─── TEXTO PARA LEER

Miguel Soto, su padrastro, que la había criado y la tenía por hija, le dejó al morir, entre otras alhajas, una excelente casa en la calle de San Juan de Dios. A esas alturas su marido se había endeudado con otra mujer —que según declara Benita: “bien informada (…) de las crecidas utilidades que produce dicha casa, por estar construida de buena fábrica, ser de grande estensión el terreno que ocupa, estar situada en uno de los parajes más apreciados de la ciudad, estar siempre alquilada y apetecer ser preferidos en su arriendo las personas de tráfico y comercio para el mejor despacho de sus géneros” (sic),[6] hizo todo lo posible para obtenerla. Como puede apreciarse por el relato de la Lobaynas, la casa tenía todas las condiciones ambicionadas en esa época, una excelente construcción, una buena ubicación y una renta elevada.

El expediente evidencia las manipulaciones realizadas, el uso de terceros de cierto reconocimiento social, interesados en obtener beneficios. Para conseguir la casa, la demandante buscó el apoyo del presbítero D. Miguel Estrada, quien conocedor de que la deuda era anterior a la herencia, para beneficiar a su “protegida” y favorecerse personalmente, como se verá más adelante, presionó a Palma para que rompiera los recibos originales que había suscrito e hiciera una partida única con la suma de todas sus obligaciones. Ese documento comprometía, explícitamente, la propiedad de la casa.

 Pero como Palma no podía enajenar lo que no era suyo sino de su mujer y esta se resistía a deshacerse de su herencia, comenzaron a ejercer sobre su persona presiones de todo tipo. En este contexto el presbítero Estrada hizo gestiones para que el Capitán de Artilleros Manuel Blanco, jefe del batallón de morenos al que pertenecía Palma, también lo apremiara para que obligase a su esposa a firmar una petición que la separara del pleito.

Benita se sintió acorralada y entonces se produjo lo inaudito: transgrediendo todas las limitaciones que la sociedad le imponía por ser mujer, se dirigió a las autoridades y relató detalles de su vida íntima: confesó que para obligarla a firmar Palma “se separó de su cohabitación, mesa y cama por tres días”, al cabo de los cuales ella, por evitar el escándalo que se había difundido por la vecindad, “echo sin libertad, compelida y apremiada, su firma en dicho escrito de separacion y convenio, llena de dolor y sentimiento y con la protesta de reclamar el perjuicio que la irrogaba” (sic).

──────

- **EN QUÉ CONSISTE**: Continúa el texto sobre el pleito de Benita por la casa que heredó, empezando justo después de su última oración.

─── DATOS REGISTRADOS

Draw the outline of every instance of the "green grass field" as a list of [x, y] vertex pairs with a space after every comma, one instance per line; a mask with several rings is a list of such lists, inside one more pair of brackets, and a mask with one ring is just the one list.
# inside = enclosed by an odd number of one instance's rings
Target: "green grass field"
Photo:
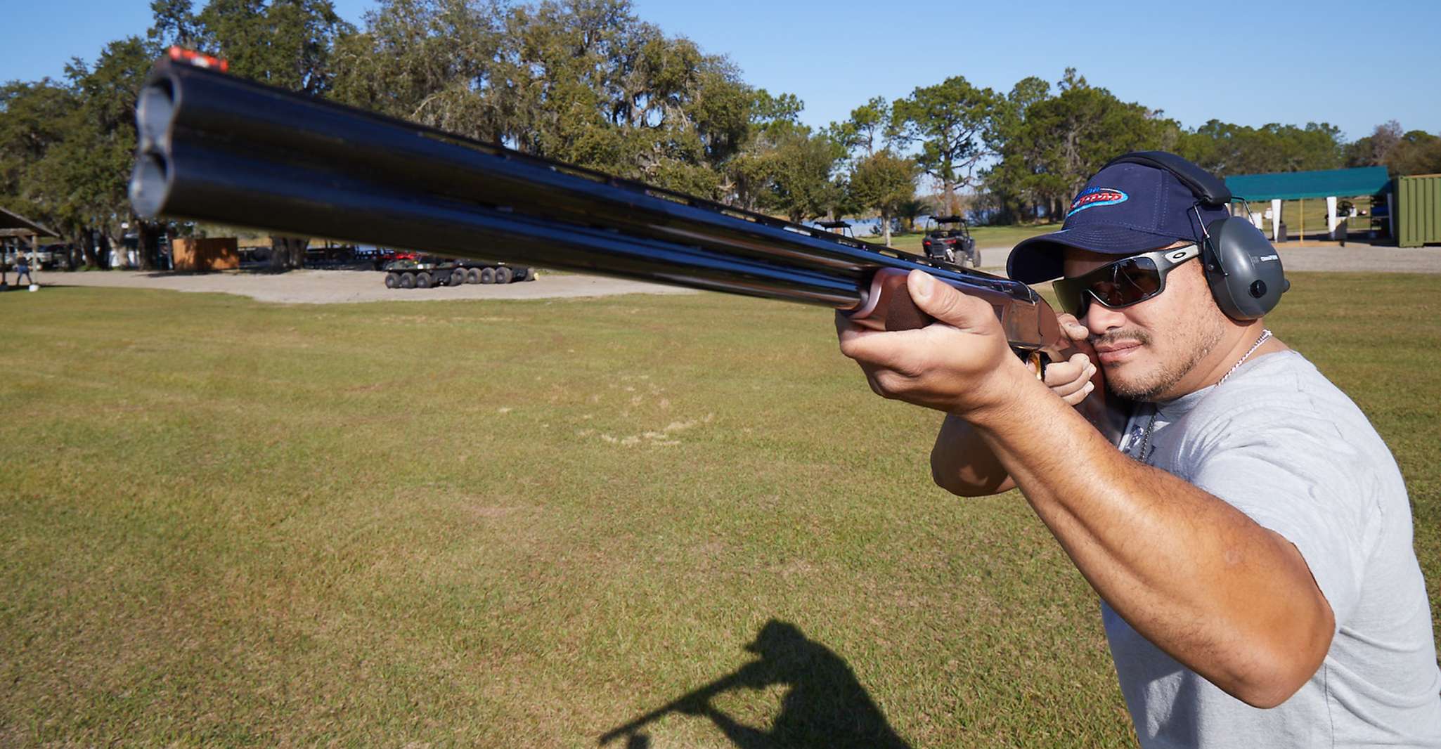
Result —
[[[1434, 606], [1437, 300], [1297, 274], [1271, 326], [1396, 452]], [[940, 418], [875, 398], [823, 310], [0, 317], [0, 745], [595, 746], [745, 664], [710, 706], [778, 745], [1133, 740], [1094, 593], [1017, 494], [931, 485]], [[749, 746], [725, 720], [608, 746]]]

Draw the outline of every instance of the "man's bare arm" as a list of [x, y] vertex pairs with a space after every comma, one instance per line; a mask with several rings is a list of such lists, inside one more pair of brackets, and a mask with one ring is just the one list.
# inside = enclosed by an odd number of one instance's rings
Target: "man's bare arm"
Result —
[[1258, 707], [1300, 689], [1334, 627], [1300, 552], [1225, 501], [1120, 454], [1010, 366], [989, 307], [916, 275], [911, 297], [945, 324], [842, 328], [842, 351], [872, 387], [971, 423], [1087, 580], [1163, 651]]
[[1091, 586], [1159, 648], [1255, 707], [1320, 667], [1331, 609], [1282, 536], [1127, 458], [1052, 399], [974, 418]]

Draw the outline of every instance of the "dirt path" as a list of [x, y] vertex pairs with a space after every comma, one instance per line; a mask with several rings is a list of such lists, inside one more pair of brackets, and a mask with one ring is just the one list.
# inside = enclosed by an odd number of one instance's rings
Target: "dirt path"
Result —
[[[1004, 274], [1010, 248], [983, 248], [983, 269]], [[1347, 245], [1284, 246], [1281, 262], [1287, 271], [1355, 271], [1398, 274], [1441, 274], [1441, 248], [1392, 248]], [[108, 272], [36, 272], [43, 287], [117, 287], [160, 288], [239, 294], [281, 304], [346, 304], [365, 301], [440, 301], [440, 300], [543, 300], [559, 297], [608, 297], [612, 294], [693, 294], [690, 290], [621, 281], [579, 274], [540, 272], [535, 282], [506, 285], [463, 285], [415, 290], [389, 290], [375, 271], [291, 271], [288, 274], [148, 274], [138, 271]]]

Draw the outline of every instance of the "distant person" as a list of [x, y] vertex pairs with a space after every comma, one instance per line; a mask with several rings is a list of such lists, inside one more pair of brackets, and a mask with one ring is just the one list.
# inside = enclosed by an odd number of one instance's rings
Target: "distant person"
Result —
[[23, 254], [16, 255], [16, 258], [14, 258], [14, 285], [17, 285], [17, 287], [24, 285], [24, 284], [20, 284], [20, 277], [22, 275], [26, 279], [29, 279], [30, 284], [35, 282], [35, 277], [30, 275], [30, 258], [26, 258]]
[[[1020, 488], [1101, 596], [1143, 748], [1441, 748], [1406, 484], [1356, 403], [1267, 330], [1280, 259], [1228, 194], [1179, 157], [1128, 154], [1062, 230], [1012, 251], [1009, 275], [1055, 279], [1092, 357], [1045, 383], [990, 304], [922, 272], [906, 282], [937, 324], [837, 315], [840, 349], [876, 393], [945, 413], [937, 484]], [[1071, 408], [1107, 393], [1128, 415], [1114, 442]]]

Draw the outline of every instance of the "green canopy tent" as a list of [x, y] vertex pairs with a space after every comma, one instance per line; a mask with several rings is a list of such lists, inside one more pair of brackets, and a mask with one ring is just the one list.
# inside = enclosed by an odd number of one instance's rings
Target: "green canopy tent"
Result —
[[1316, 171], [1277, 171], [1271, 174], [1236, 174], [1226, 177], [1231, 194], [1257, 203], [1270, 200], [1272, 239], [1280, 239], [1281, 200], [1326, 199], [1326, 230], [1336, 232], [1336, 199], [1376, 194], [1391, 177], [1386, 167], [1323, 169]]

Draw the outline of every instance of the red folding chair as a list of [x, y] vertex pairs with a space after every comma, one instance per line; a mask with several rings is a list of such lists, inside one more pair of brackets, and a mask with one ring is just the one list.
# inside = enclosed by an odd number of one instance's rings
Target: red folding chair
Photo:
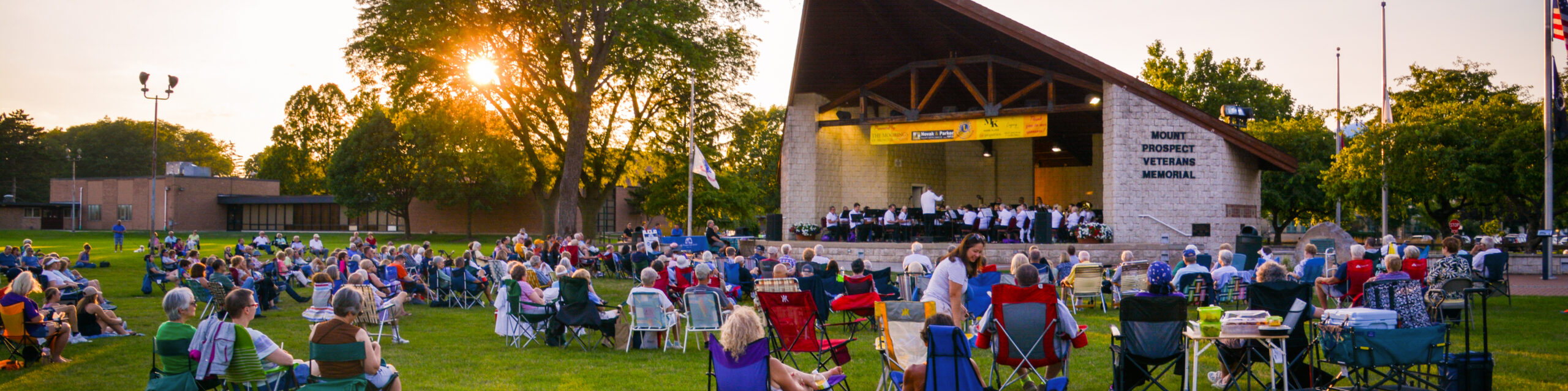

──────

- **RESULTADO OBTENIDO**:
El Capitán de Morenos Manuel Blanco declaró, sorpresivamente, que era cierto lo expuesto por Benita sobre los recibos de la casa, añadiendo que “oyó decir que después que murió Miguel Soto y se supo de la herencia de Benita, liquidó cuentas Julián con la Tellez, y el padre D. Miguel Estrada, que hacia las veces de esta, rompio dichos papeles y los unió en uno” (sic). Este fue el documento que firmó Julián. Añade que el padre Estrada encausó todas las diligencias para conseguirle la casa a su supuesta protegida y que también había hecho “escrito y se lo dio al declarante para que se lo llevara a firmar a María Benita y a su marido Palma, en que se separaba del pleito, que encontró gran resistencia en los dichos, pero por último firmaron el escrito”.

A pesar de que el resultado que tuvo la acusación de Benita ante las autoridades no puede conocerse, porque el expediente no concluye con una solución definitiva, la circunstancia de que esta mujer se decidiera a acudir a los tribunales, romper los límites de su privacidad, exponer elementos de su vida íntima ante la opinión pública y relatar las presiones que se habían ejercido sobre ella para obligarla a firmar un documento que la perjudicaba, constituyen una muestra de su determinación, no solo para defender sus bienes, sino para ocupar una posición más decorosa en la sociedad y romper con disposiciones que el matrimonio le imponía.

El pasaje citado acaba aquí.